OBJETIVO A
Imprime, tal cual aparece en el artículo sobre la memoria, todo lo que va desde "Evidentemente, el problema" hasta "tan buscada identidad.".

TEXTO MOSTRADO
§ §

Sáb 03.04.2004
futuro

UN ARCHIVO FOTOGRAFICO PARA LOS PROXIMOS MIL AÑOS

El cofre de los recuerdos

› Por Federico Kukso

La memoria es caprichosa, todos lo saben. Sea por h o por b, cada vez que se pone todo el esmero y ahínco en no olvidarse las llaves, la billetera, los anteojos, cerrar la ventana o pagar a tiempo las facturas, uno, indefectiblemente y como si fuera una ley inscripta a fuego, cae presa del olvido. Para eso, dicen, están las agendas, los anotadores, los post-its (esos papelitos amarillos que tienen pegamento en el dorso), el recitado par coeur, los amigos, y, si no se le tiene asco a la farmacopea de soluciones mágicas, las pastillitas.
Evidentemente, el problema no está en el olvido a corto plazo, eso vaya y pase, sino cuando se formatea del disco rígido colectivo y el afluente de miles de sucesos clave para una sociedad se esfuma (o lo esfuman, lo que es más tétrico) como una cortina de humo, como si nunca hubiera ocurrido. Justamente es en la Argentina, donde nada es más cierto: la memoria del pasado es la que dice quiénes somos y confiere la tan buscada identidad.

§ §

DATOS DEL EJERCICIO

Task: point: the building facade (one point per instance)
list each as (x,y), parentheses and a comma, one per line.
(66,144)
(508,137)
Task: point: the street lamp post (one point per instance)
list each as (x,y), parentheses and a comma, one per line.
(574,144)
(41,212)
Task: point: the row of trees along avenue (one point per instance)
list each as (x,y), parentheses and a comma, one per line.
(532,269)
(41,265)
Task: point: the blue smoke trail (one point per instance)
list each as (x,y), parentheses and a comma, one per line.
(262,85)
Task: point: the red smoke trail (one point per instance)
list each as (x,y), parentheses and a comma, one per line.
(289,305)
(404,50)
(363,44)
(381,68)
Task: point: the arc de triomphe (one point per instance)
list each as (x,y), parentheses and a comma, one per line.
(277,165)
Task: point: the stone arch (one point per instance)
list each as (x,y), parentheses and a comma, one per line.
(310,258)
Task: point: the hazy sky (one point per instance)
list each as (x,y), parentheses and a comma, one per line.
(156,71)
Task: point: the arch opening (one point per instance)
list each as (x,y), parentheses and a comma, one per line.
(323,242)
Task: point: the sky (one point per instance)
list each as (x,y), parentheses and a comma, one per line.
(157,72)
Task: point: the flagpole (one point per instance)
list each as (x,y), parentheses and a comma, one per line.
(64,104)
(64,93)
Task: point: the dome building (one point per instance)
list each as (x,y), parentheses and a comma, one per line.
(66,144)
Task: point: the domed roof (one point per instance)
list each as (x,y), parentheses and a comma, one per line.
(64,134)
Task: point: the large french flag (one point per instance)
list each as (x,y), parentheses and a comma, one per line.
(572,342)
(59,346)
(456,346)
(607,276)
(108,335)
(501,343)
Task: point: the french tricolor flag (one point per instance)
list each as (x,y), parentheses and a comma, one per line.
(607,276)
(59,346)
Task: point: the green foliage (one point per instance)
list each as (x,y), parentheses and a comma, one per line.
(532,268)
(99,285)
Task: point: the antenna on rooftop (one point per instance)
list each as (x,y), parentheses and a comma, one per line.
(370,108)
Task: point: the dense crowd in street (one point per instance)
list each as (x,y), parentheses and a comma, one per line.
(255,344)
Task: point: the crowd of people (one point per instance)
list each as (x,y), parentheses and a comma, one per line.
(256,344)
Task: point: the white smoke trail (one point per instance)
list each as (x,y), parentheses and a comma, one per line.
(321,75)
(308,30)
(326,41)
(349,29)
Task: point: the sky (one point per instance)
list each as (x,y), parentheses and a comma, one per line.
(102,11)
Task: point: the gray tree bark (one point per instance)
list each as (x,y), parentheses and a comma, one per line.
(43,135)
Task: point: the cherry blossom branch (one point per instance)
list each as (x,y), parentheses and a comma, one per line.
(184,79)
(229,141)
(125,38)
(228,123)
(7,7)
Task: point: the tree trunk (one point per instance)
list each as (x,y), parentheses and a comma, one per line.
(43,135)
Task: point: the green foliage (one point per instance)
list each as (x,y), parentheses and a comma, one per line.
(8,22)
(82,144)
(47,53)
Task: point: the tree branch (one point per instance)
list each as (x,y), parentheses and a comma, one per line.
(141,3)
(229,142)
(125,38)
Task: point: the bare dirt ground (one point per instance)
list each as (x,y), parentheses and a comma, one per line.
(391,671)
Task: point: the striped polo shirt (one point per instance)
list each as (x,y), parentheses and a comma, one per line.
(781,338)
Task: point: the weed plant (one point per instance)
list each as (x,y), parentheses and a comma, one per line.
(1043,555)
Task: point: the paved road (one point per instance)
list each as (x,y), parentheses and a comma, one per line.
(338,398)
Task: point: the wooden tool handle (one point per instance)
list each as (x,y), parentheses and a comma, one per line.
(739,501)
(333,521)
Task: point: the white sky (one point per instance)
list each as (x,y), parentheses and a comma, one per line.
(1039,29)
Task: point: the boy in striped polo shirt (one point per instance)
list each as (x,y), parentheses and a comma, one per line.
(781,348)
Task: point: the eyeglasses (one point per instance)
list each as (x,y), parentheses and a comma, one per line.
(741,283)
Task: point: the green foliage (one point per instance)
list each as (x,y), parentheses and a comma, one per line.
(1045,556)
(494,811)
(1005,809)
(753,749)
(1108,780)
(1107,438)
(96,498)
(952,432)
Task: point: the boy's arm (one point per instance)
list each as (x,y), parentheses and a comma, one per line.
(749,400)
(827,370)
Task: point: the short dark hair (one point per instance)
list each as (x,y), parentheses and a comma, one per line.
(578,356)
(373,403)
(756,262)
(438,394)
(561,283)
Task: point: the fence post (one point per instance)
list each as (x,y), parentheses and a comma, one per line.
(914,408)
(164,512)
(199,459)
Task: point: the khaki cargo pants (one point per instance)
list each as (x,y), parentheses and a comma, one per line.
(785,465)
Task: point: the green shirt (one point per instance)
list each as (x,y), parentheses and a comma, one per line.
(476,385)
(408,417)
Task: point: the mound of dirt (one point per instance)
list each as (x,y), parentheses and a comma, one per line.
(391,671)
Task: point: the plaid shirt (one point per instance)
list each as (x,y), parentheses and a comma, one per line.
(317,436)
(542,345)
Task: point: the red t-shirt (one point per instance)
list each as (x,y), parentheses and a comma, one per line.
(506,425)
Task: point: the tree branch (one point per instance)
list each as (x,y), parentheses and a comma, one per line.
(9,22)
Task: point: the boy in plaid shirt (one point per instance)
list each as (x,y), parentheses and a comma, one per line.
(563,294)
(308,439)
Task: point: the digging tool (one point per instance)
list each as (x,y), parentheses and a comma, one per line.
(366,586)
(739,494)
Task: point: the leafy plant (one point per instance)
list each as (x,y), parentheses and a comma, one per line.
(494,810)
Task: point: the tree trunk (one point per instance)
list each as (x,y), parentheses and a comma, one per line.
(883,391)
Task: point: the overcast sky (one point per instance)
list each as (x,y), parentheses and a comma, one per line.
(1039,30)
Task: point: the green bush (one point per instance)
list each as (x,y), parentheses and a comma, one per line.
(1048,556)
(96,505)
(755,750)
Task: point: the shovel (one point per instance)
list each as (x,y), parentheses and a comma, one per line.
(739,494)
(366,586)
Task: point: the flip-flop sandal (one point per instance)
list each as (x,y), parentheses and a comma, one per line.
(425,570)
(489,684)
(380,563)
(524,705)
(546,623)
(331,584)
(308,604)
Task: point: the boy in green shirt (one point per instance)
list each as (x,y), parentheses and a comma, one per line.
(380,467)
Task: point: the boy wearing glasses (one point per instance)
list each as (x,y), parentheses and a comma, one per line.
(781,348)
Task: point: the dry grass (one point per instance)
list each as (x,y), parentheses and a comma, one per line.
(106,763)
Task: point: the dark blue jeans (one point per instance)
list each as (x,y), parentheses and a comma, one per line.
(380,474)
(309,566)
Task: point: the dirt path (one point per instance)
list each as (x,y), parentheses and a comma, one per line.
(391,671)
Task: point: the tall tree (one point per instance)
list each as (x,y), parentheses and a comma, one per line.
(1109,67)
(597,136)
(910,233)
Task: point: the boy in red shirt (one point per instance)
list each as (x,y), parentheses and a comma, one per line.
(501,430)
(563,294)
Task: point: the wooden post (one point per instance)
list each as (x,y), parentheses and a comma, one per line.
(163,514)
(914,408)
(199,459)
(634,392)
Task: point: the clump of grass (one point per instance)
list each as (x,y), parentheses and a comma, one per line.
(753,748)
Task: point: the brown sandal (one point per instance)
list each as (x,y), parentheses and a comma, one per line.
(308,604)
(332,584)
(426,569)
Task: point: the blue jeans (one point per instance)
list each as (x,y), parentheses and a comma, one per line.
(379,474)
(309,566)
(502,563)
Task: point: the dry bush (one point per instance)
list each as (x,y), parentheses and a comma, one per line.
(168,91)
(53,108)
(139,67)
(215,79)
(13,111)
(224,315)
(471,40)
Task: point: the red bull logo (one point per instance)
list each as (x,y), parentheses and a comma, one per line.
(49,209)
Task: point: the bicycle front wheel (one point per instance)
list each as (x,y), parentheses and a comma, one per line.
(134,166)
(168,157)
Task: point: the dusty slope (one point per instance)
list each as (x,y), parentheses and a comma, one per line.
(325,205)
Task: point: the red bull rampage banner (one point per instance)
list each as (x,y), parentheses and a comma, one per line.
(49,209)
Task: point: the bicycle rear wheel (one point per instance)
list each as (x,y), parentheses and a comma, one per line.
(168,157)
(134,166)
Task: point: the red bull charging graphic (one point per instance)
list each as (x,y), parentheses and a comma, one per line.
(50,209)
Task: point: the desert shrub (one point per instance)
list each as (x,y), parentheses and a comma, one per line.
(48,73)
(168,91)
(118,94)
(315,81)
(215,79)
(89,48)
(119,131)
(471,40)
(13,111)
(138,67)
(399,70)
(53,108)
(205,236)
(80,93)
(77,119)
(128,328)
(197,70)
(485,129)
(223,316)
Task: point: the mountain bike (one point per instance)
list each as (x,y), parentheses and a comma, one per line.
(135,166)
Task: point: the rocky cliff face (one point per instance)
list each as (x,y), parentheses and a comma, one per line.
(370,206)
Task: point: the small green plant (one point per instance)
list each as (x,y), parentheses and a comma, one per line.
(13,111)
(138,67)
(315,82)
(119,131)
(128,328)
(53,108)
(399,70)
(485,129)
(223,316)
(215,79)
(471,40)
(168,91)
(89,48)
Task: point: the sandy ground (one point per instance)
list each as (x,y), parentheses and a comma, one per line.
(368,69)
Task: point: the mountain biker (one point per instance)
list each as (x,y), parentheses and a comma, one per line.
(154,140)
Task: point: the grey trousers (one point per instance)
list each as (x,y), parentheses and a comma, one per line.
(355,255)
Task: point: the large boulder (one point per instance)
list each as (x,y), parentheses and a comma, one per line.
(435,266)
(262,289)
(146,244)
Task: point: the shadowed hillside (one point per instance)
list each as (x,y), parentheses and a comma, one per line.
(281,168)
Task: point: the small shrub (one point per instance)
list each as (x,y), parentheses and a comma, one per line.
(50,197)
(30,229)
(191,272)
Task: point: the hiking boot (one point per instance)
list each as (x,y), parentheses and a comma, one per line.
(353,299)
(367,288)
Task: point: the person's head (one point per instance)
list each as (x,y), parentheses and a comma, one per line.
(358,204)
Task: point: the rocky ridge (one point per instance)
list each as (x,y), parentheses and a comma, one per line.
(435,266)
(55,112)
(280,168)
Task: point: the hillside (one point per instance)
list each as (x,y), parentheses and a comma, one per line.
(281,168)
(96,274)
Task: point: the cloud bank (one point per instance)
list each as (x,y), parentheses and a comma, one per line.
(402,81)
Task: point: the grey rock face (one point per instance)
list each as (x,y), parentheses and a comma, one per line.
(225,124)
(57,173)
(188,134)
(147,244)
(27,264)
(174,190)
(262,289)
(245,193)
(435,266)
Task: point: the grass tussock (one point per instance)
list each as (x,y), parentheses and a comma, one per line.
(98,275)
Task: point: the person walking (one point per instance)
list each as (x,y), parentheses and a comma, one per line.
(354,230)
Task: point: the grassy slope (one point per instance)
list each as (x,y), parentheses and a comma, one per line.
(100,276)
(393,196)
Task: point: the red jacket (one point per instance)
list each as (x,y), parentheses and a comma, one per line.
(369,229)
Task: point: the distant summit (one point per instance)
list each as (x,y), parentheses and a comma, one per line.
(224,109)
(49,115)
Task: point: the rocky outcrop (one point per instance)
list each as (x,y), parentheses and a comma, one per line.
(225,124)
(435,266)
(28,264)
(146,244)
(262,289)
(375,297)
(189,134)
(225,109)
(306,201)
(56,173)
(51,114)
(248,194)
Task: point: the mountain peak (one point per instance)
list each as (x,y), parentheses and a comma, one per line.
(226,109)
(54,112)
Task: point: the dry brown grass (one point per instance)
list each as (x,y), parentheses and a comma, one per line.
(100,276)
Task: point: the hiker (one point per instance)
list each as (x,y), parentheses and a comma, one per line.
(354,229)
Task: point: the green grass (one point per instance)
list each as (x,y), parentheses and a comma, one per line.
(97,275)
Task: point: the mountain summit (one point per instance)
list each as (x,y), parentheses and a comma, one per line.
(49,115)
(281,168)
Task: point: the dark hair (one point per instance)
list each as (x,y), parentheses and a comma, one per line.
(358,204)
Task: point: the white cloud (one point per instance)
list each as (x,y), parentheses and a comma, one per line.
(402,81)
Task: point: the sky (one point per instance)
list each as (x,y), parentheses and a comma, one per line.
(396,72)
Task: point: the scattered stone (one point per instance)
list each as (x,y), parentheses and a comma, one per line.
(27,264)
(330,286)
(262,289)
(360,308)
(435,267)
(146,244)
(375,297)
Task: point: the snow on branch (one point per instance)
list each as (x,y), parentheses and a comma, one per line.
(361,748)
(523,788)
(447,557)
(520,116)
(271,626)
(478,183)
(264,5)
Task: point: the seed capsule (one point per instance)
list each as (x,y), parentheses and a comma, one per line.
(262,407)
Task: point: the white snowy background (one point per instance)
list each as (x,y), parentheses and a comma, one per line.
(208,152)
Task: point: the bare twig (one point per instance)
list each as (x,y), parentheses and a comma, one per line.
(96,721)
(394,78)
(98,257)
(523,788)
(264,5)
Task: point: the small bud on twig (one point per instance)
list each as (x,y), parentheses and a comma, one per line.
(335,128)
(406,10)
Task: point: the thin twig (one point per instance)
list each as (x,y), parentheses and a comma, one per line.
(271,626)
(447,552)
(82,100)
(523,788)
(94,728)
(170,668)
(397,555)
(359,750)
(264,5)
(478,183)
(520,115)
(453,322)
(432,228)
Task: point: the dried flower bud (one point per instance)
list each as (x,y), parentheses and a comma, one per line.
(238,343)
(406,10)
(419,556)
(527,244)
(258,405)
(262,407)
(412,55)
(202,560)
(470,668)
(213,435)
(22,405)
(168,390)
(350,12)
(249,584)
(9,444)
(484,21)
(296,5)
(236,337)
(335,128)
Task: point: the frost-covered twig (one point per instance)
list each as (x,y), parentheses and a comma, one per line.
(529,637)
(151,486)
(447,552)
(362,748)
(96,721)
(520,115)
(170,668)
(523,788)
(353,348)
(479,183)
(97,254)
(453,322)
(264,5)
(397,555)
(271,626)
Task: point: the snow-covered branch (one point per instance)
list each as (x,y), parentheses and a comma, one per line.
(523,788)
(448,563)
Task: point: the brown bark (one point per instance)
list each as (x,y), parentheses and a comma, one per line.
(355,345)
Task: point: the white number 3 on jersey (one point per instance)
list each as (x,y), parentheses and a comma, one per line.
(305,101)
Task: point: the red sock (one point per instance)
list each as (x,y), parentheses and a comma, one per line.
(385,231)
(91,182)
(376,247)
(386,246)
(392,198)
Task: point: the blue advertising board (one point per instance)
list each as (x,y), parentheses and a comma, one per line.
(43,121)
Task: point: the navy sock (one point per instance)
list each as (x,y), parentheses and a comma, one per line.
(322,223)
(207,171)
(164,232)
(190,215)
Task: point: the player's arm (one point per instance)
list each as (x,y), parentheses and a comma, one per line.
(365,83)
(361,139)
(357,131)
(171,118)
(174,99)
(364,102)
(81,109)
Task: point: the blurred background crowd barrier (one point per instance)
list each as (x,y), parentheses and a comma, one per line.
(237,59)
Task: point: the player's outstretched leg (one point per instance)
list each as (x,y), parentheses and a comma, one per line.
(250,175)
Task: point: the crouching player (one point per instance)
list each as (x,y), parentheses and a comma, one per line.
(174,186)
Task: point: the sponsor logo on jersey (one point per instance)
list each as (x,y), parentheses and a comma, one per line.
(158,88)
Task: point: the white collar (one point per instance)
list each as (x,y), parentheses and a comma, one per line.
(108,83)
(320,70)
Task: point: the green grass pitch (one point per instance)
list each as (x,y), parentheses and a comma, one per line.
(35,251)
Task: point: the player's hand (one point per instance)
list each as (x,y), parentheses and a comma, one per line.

§ §

OBJETIVO B
Localiza en los registros cada línea que contenga la palabra "face" y cópiala, teniendo en cuenta las mayúsculas y minúsculas.

RESPUESTA ESCRITA A
Evidentemente, el problema no está en el olvido a corto plazo, eso vaya y pase, sino cuando se formatea del disco rígido colectivo y el afluente de miles de sucesos clave para una sociedad se esfuma (o lo esfuman, lo que es más tétrico) como una cortina de humo, como si nunca hubiera ocurrido. Justamente es en la Argentina, donde nada es más cierto: la memoria del pasado es la que dice quiénes somos y confiere la tan buscada identidad.

RESPUESTA ESCRITA B
Task: point: the rocky cliff face (one point per instance)
Task: point: the grey rock face (one point per instance)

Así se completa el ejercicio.